== Text section
Seite 4 von 4

Re: Scheduler Wait (VM job unmanageable, restarting later).

Verfasst: 16.04.2016 16:50
von MLx
Still no news on this? I suspect this is a VirtualBox issue...

Interestingly, the tasks continue computing when the BOINC client is restarted, so slowly but surely, I'm chipping away at the WU. However, it seems that because there are no snapshots, there are no trickles, and thus the deadline does not get extended as it should.

Should I let these tasks finish, or do I just scrap them?

http://www.rnaworld.de/rnaworld/result. ... d=14951245
http://www.rnaworld.de/rnaworld/result. ... d=14951335

Re: Scheduler Wait (VM job unmanageable, restarting later).

Verfasst: 16.04.2016 17:39
von ChristianB
If vboxwrapper is not running we will not get the results. You can try to shut down BOINC and then manually "pause" the VM using the VirtualBox Manager. Make sure you really pause them. Then reboot and start BOINC again. This could make the VBox manageable by vboxwrapper again.

Re: Scheduler Wait (VM job unmanageable, restarting later).
====
◆ Short problem A: Print the stretch of the VirtualBox forum thread from "Seite 4 von" through "just scrap them?".
◆ Short problem B: Pull out every line of the rows below that contains the word "window".
== Data to process
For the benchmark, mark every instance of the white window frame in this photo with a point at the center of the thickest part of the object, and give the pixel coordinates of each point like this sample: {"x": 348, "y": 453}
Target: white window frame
====
== Data to process
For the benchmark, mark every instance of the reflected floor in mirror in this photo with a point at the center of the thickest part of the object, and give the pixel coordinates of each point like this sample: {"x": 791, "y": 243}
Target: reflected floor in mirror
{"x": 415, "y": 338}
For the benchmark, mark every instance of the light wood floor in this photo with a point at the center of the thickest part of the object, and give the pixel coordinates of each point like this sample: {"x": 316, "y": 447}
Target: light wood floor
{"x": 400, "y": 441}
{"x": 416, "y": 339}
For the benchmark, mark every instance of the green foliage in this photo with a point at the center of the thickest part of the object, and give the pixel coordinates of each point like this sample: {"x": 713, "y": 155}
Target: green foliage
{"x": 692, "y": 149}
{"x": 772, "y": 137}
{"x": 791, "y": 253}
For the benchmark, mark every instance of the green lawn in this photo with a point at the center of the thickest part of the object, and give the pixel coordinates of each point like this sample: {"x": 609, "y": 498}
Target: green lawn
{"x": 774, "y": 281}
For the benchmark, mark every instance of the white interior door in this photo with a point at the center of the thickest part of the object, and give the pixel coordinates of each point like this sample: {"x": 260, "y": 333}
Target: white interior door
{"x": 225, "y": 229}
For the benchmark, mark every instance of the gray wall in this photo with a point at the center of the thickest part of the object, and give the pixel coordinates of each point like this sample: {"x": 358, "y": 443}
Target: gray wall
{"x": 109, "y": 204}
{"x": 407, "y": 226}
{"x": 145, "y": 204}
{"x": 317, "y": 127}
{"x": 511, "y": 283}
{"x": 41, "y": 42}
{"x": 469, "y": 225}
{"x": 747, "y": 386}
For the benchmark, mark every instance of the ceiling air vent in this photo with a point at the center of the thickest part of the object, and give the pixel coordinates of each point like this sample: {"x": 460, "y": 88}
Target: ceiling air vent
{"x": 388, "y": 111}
====
◆ Exercise result A:
Seite 4 von 4

Re: Scheduler Wait (VM job unmanageable, restarting later).

Verfasst: 16.04.2016 16:50
von MLx
Still no news on this? I suspect this is a VirtualBox issue...

Interestingly, the tasks continue computing when the BOINC client is restarted, so slowly but surely, I'm chipping away at the WU. However, it seems that because there are no snapshots, there are no trickles, and thus the deadline does not get extended as it should.

Should I let these tasks finish, or do I just scrap them?

◆ Exercise result B:
For the benchmark, mark every instance of the white window frame in this photo with a point at the center of the thickest part of the object, and give the pixel coordinates of each point like this sample: {"x": 348, "y": 453}
Target: white window frame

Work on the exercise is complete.